**THE PROBLEM**
Continue the passage about the FACET-II plasma accelerator facility from its last sentence.

**TEXT PASSAGE**
■ ■ ■ ■ ■ ■ ■
FACET-II will be a unique facility that will help keep the US at the forefront of accelerator science, says SLAC’s Vitaly Yakimenko, project director. “Its high-quality beams will enable us to develop novel acceleration methods. In particular, those studies will bring us close to turning plasma acceleration into actual scientific applications.”

The DOE has now approved the $26 million project. The new facility, which is expected to be completed by the end of 2019, will also operate as an Office of Science user facility—a federally sponsored facility for advanced accelerator research available on a competitive, peer-reviewed basis to scientists from around the world.

“As a strategically important national user facility, FACET-II will allow us to explore the feasibility and applications of plasma-driven accelerator technology,” says James Siegrist, associate director of the High Energy Physics program of DOE’s Office of Science, which stewards advanced accelerator R&D in the US for the development of applications in science and society. “We’re looking forward to seeing the groundbreaking science in this area that FACET-II promises, with the potential for significant reduction of the size and cost of future accelerators, including free-electron lasers and medical accelerators.”

Bruce Dunham, head of SLAC’s Accelerator Directorate, says, “Our lab was built on accelerator technology and continues to push innovations in the field. We’re excited to see FACET-II move forward.”

Surfing the plasma wake

The new facility will build on the successes of FACET, where scientists already demonstrated that the plasma technique can very efficiently boost the energy of electrons and their antimatter particles, positrons. In this method, researchers send a bunch of very energetic particles through a hot ionized gas, or plasma, creating a plasma wake for a trailing bunch to “surf” on and gain energy.

In conventional accelerators, particles draw energy from a radio-frequency field inside metal structures. However, these structures can only support a limited energy gain per distance before breaking down. Therefore, accelerators that generate very high energies become very long, and very expensive. The plasma wakefield approach promises to break new ground. Future plasma accelerators could, for example, unfold the same acceleration power as SLAC’s historic 2-mile-long copper accelerator in just a few meters.
■ ■ ■ ■ ■ ■ ■
**EXERCISE DATA**
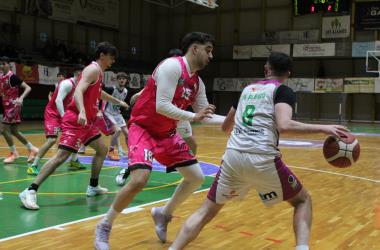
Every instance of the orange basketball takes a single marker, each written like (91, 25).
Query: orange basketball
(341, 152)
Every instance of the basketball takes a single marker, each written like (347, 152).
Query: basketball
(341, 152)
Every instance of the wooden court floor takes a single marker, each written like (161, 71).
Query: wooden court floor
(345, 202)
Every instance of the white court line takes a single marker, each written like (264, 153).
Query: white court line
(315, 170)
(60, 226)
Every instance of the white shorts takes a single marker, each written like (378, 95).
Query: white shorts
(241, 171)
(184, 129)
(116, 119)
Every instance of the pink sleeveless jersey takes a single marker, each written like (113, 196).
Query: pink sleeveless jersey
(51, 107)
(144, 111)
(9, 93)
(90, 97)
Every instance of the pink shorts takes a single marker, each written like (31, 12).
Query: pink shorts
(12, 113)
(52, 125)
(105, 125)
(74, 134)
(171, 151)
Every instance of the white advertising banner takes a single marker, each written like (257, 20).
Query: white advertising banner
(265, 50)
(336, 27)
(242, 52)
(314, 50)
(359, 49)
(359, 84)
(328, 85)
(301, 84)
(291, 36)
(47, 75)
(225, 84)
(110, 79)
(135, 82)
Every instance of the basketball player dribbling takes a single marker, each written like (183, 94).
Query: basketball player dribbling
(252, 158)
(172, 87)
(10, 86)
(79, 125)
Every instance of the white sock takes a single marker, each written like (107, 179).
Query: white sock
(111, 215)
(74, 157)
(302, 247)
(36, 160)
(12, 148)
(192, 179)
(29, 145)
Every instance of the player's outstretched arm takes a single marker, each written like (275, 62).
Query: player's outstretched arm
(110, 98)
(229, 122)
(26, 92)
(135, 97)
(283, 114)
(89, 76)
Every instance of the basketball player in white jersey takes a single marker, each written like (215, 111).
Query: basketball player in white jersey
(114, 114)
(252, 158)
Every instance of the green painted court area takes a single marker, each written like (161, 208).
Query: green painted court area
(62, 196)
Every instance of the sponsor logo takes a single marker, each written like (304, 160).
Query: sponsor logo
(231, 195)
(268, 196)
(293, 182)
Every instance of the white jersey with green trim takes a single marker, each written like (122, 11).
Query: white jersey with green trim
(114, 109)
(255, 129)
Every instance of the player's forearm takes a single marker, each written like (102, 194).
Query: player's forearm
(171, 111)
(60, 107)
(298, 127)
(214, 120)
(78, 97)
(109, 98)
(26, 92)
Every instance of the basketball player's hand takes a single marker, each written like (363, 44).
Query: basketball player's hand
(99, 114)
(82, 119)
(124, 105)
(204, 113)
(18, 101)
(336, 130)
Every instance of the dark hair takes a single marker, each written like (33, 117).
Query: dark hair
(105, 48)
(280, 63)
(175, 52)
(5, 59)
(122, 75)
(78, 67)
(196, 37)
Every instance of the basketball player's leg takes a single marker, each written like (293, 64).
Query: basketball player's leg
(29, 196)
(32, 149)
(33, 168)
(186, 132)
(174, 153)
(228, 184)
(6, 132)
(195, 223)
(275, 182)
(96, 142)
(192, 144)
(51, 128)
(140, 165)
(302, 218)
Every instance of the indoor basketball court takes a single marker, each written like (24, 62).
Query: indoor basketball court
(335, 47)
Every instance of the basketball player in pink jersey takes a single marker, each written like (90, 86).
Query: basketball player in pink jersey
(54, 111)
(10, 86)
(79, 125)
(173, 86)
(252, 158)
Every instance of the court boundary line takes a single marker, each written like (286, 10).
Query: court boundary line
(128, 210)
(316, 170)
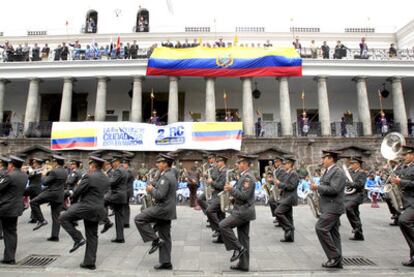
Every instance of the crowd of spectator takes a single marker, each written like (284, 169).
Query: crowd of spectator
(115, 50)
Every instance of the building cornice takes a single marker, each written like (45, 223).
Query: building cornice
(128, 68)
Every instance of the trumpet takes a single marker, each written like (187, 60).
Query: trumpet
(313, 197)
(226, 205)
(147, 199)
(348, 190)
(391, 148)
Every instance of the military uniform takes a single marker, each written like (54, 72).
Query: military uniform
(34, 188)
(116, 197)
(352, 201)
(88, 199)
(243, 212)
(54, 195)
(130, 193)
(331, 191)
(406, 219)
(202, 200)
(279, 172)
(288, 199)
(214, 213)
(161, 214)
(12, 186)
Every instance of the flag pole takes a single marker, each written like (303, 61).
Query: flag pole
(380, 97)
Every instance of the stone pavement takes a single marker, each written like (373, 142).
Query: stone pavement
(194, 254)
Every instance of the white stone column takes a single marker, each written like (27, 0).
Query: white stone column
(398, 104)
(2, 97)
(284, 101)
(100, 106)
(66, 106)
(210, 100)
(32, 105)
(364, 112)
(136, 106)
(248, 113)
(323, 106)
(173, 101)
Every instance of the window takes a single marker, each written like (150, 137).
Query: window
(142, 21)
(91, 23)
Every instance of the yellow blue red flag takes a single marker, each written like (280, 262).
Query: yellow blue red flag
(225, 62)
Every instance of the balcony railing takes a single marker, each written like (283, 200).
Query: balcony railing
(348, 130)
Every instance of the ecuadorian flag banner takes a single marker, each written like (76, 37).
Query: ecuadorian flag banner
(225, 62)
(132, 136)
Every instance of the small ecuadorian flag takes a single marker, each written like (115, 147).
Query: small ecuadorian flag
(225, 62)
(73, 138)
(217, 131)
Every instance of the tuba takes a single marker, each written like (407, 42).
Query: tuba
(226, 205)
(147, 200)
(391, 148)
(313, 197)
(348, 190)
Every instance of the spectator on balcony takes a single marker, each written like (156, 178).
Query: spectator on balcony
(383, 123)
(186, 44)
(340, 50)
(258, 127)
(168, 43)
(57, 51)
(195, 43)
(18, 53)
(325, 50)
(36, 53)
(76, 50)
(45, 52)
(220, 43)
(89, 53)
(343, 127)
(127, 53)
(392, 52)
(154, 119)
(142, 24)
(410, 127)
(267, 44)
(26, 52)
(314, 49)
(133, 50)
(305, 124)
(8, 49)
(178, 44)
(363, 49)
(297, 45)
(64, 52)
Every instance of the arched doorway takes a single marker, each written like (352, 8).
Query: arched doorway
(142, 21)
(91, 22)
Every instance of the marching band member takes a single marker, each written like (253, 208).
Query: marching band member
(243, 212)
(353, 200)
(214, 213)
(53, 194)
(289, 198)
(279, 172)
(405, 181)
(331, 191)
(12, 186)
(161, 214)
(88, 199)
(35, 183)
(117, 198)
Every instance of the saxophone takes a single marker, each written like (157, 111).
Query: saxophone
(147, 200)
(313, 197)
(224, 196)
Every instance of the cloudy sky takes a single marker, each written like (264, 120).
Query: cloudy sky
(224, 15)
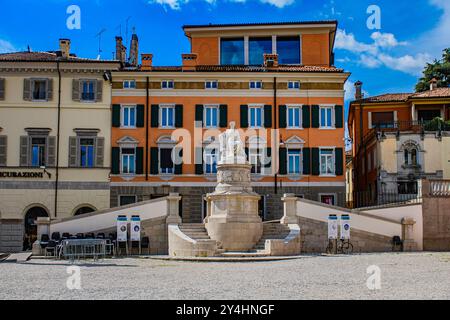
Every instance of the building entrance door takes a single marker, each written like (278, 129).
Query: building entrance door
(31, 227)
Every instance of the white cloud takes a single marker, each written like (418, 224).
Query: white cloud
(6, 46)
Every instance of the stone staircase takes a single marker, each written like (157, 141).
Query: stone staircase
(272, 230)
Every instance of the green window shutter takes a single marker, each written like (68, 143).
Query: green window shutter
(116, 116)
(315, 161)
(339, 161)
(3, 150)
(115, 160)
(155, 116)
(51, 152)
(315, 116)
(199, 113)
(140, 115)
(306, 116)
(73, 152)
(267, 116)
(139, 160)
(198, 160)
(179, 116)
(24, 151)
(244, 116)
(223, 116)
(99, 151)
(282, 161)
(306, 161)
(282, 116)
(179, 166)
(339, 116)
(154, 160)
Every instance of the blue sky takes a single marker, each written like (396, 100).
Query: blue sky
(386, 60)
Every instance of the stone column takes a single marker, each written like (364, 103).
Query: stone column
(289, 208)
(407, 234)
(173, 204)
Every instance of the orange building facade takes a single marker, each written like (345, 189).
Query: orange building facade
(276, 82)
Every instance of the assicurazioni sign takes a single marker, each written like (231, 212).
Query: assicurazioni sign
(18, 174)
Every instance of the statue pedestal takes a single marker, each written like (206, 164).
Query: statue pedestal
(233, 219)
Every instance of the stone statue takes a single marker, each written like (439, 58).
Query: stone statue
(231, 146)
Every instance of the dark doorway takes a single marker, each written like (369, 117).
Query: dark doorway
(30, 226)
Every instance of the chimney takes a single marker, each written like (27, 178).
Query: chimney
(270, 60)
(64, 47)
(147, 61)
(358, 92)
(134, 50)
(189, 61)
(120, 50)
(433, 84)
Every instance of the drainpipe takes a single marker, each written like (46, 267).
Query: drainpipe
(57, 138)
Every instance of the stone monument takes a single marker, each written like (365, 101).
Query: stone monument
(232, 212)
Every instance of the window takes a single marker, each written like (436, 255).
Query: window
(128, 160)
(294, 162)
(125, 200)
(88, 90)
(294, 115)
(167, 84)
(87, 152)
(129, 84)
(256, 84)
(293, 85)
(166, 163)
(167, 116)
(255, 117)
(129, 116)
(326, 117)
(257, 48)
(210, 161)
(38, 151)
(39, 89)
(211, 116)
(232, 51)
(326, 162)
(211, 84)
(288, 50)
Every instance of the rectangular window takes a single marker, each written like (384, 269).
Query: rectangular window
(39, 89)
(288, 50)
(167, 114)
(326, 117)
(294, 115)
(166, 163)
(87, 152)
(257, 48)
(256, 84)
(327, 162)
(128, 160)
(38, 151)
(294, 162)
(232, 51)
(129, 116)
(167, 84)
(255, 117)
(129, 84)
(88, 90)
(211, 84)
(210, 161)
(293, 85)
(211, 116)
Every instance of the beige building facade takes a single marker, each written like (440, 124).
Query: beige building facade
(55, 129)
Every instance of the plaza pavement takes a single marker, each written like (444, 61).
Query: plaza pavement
(403, 276)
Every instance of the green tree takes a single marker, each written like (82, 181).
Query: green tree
(439, 69)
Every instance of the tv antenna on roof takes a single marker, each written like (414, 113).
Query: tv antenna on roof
(99, 36)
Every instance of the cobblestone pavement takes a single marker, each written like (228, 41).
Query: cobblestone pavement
(403, 276)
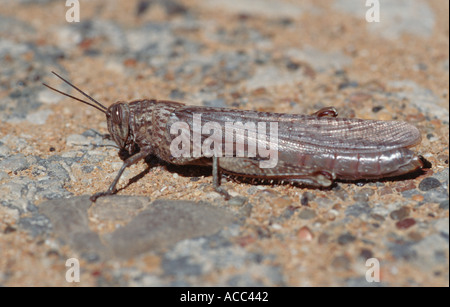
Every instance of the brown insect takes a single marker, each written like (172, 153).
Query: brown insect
(312, 150)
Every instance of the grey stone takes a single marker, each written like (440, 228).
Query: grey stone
(346, 238)
(267, 8)
(429, 183)
(36, 225)
(307, 214)
(358, 209)
(237, 201)
(403, 250)
(217, 103)
(444, 204)
(119, 207)
(14, 163)
(414, 17)
(164, 223)
(422, 98)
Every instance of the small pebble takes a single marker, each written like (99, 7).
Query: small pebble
(307, 214)
(346, 238)
(237, 200)
(400, 214)
(406, 223)
(305, 234)
(444, 205)
(429, 183)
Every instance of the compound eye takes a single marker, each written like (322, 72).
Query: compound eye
(117, 116)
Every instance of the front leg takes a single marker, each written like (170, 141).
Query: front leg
(128, 162)
(216, 179)
(326, 112)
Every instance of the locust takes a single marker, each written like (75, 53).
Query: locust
(311, 150)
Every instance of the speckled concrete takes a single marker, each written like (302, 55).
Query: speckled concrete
(167, 226)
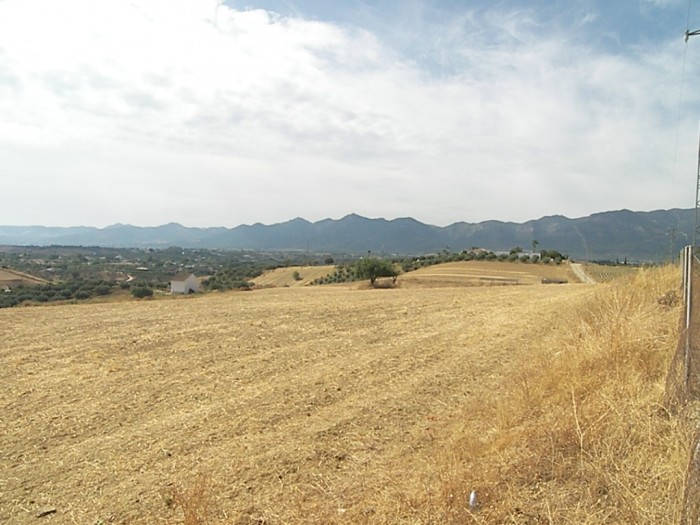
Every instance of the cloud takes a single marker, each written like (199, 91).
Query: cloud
(489, 113)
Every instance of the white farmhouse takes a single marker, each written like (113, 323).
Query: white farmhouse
(184, 283)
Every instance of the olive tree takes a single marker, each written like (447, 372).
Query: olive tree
(371, 268)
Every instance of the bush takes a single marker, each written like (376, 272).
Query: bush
(103, 289)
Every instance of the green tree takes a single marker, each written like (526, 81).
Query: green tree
(371, 268)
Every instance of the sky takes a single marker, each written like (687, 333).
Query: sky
(226, 112)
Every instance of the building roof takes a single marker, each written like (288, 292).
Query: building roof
(182, 277)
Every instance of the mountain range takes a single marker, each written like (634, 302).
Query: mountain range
(652, 236)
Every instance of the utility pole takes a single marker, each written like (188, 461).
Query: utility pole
(696, 229)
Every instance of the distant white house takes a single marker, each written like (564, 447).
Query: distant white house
(184, 283)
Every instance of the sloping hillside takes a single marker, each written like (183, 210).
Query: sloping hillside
(485, 273)
(322, 404)
(12, 278)
(293, 275)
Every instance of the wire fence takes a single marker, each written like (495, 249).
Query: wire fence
(683, 380)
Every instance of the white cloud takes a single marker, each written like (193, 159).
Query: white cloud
(271, 117)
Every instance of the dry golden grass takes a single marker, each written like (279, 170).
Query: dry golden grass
(485, 273)
(14, 278)
(604, 273)
(578, 435)
(327, 405)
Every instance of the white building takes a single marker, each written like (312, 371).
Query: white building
(184, 283)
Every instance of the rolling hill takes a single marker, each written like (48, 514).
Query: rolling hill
(624, 234)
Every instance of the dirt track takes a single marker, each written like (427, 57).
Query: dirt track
(294, 402)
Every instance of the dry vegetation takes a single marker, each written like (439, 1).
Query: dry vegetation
(15, 278)
(605, 273)
(335, 405)
(484, 273)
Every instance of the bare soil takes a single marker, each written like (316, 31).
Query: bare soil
(298, 405)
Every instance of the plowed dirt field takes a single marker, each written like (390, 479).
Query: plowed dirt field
(296, 405)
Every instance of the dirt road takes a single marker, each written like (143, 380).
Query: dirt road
(293, 402)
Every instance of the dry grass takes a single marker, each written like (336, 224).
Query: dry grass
(324, 405)
(578, 435)
(605, 273)
(485, 273)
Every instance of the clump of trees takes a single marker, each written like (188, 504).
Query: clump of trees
(367, 268)
(372, 268)
(67, 291)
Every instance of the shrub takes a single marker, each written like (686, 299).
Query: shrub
(103, 289)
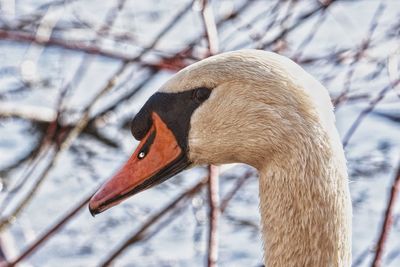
■ ■ ■ ■ ■ ■ ■
**TASK ANSWER**
Researchers will use FACET-II for crucial developments before plasma accelerators can become a reality. “We need to show that we’re able to preserve the quality of the beam as it passes through plasma,” says SLAC’s Mark Hogan, FACET-II project scientist. “High-quality beams are an absolute requirement for future applications in particle and X-ray laser physics.”

The FACET-II facility is currently funded to operate with electrons, but its design allows adding the capability to produce and accelerate positrons later—a step that would enable the development of plasma-based electron-positron particle colliders for particle physics experiments.

Another important objective is the development of novel electron sources that could lead to next-generation light sources, such as brighter-than-ever X-ray lasers. These powerful discovery machines provide scientists with unprecedented views of the ever-changing atomic world and open up new avenues for research in chemistry, biology and materials science.

Other science goals for FACET-II include compact wakefield accelerators that use certain electrical insulators instead of plasma, as well as diagnostics and computational tools that will accurately measure and simulate the physics of the new facility’s powerful electron beams. Science goals are being developed with regular input from the FACET user community.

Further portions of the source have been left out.